Type out every line below exactly as it reads.

Dataset rows on where objects appear:

* * *

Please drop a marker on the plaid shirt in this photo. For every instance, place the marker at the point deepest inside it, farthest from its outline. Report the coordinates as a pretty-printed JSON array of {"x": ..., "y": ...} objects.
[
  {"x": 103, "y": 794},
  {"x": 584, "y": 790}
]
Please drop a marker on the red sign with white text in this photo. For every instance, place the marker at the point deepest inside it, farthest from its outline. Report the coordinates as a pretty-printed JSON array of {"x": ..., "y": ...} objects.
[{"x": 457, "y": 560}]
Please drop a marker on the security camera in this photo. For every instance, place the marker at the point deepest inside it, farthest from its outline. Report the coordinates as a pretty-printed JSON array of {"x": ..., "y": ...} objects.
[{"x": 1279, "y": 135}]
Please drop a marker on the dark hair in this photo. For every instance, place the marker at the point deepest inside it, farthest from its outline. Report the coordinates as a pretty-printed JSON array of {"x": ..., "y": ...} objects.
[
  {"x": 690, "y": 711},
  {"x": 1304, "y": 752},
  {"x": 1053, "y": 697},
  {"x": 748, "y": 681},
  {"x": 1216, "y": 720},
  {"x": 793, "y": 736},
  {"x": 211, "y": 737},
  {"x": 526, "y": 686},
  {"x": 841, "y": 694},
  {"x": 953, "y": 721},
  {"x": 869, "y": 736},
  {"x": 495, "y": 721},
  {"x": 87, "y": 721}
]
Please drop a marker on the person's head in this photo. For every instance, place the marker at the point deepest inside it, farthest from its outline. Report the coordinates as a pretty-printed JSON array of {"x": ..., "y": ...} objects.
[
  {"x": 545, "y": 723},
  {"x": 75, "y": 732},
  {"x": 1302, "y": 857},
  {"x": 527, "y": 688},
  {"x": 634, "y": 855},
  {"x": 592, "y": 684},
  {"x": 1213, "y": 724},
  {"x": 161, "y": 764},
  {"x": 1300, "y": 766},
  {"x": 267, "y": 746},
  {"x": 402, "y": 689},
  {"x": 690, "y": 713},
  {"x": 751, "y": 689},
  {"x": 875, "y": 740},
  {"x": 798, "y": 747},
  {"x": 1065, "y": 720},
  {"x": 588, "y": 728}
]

* * *

▶ Exercise result
Please drop a marker on the plaid shirt in this photo. For every instance, place the marker at the point deepest inside it, farthest from its outline. Report the coordinates as a pretty-printed JSON array of {"x": ..., "y": ...} objects.
[
  {"x": 103, "y": 794},
  {"x": 584, "y": 790}
]
Please drop a marker on the red sign with white text in this photo. For every instance, place the marker at the point deepest inside it, farthest from its outline. Report the coordinates as a pretty-printed JSON array of {"x": ..., "y": ...} objects.
[{"x": 457, "y": 560}]
Please drop a marker on the security camera in this photo. For every instance, place the marker at the point deepest inside it, farthest from its outline. Report the coordinates as a pretty-printed JSON array of {"x": ..., "y": ...} objects.
[{"x": 1279, "y": 135}]
Please drop a marker on the dark hair in this photo. For every instance, place the marker at the point deepest inside it, farthest from its outline. Report the coordinates as a pretty-printed JSON array of {"x": ..., "y": ...} objects.
[
  {"x": 690, "y": 711},
  {"x": 1304, "y": 752},
  {"x": 1053, "y": 697},
  {"x": 748, "y": 681},
  {"x": 1216, "y": 720},
  {"x": 793, "y": 736},
  {"x": 211, "y": 737},
  {"x": 526, "y": 686},
  {"x": 841, "y": 694},
  {"x": 953, "y": 721},
  {"x": 869, "y": 736},
  {"x": 495, "y": 721},
  {"x": 87, "y": 721}
]
Please drop a marker on the person's head in this photo. For every instance, place the marker at the point deepest inside it, farthest from its outline. Report the coordinates as a pretty-printed JSON array of {"x": ..., "y": ...} objects.
[
  {"x": 545, "y": 723},
  {"x": 75, "y": 732},
  {"x": 1302, "y": 857},
  {"x": 527, "y": 688},
  {"x": 634, "y": 855},
  {"x": 592, "y": 684},
  {"x": 1213, "y": 724},
  {"x": 161, "y": 764},
  {"x": 1300, "y": 766},
  {"x": 267, "y": 746},
  {"x": 402, "y": 689},
  {"x": 690, "y": 713},
  {"x": 751, "y": 689},
  {"x": 875, "y": 740},
  {"x": 798, "y": 747},
  {"x": 1065, "y": 720},
  {"x": 588, "y": 728}
]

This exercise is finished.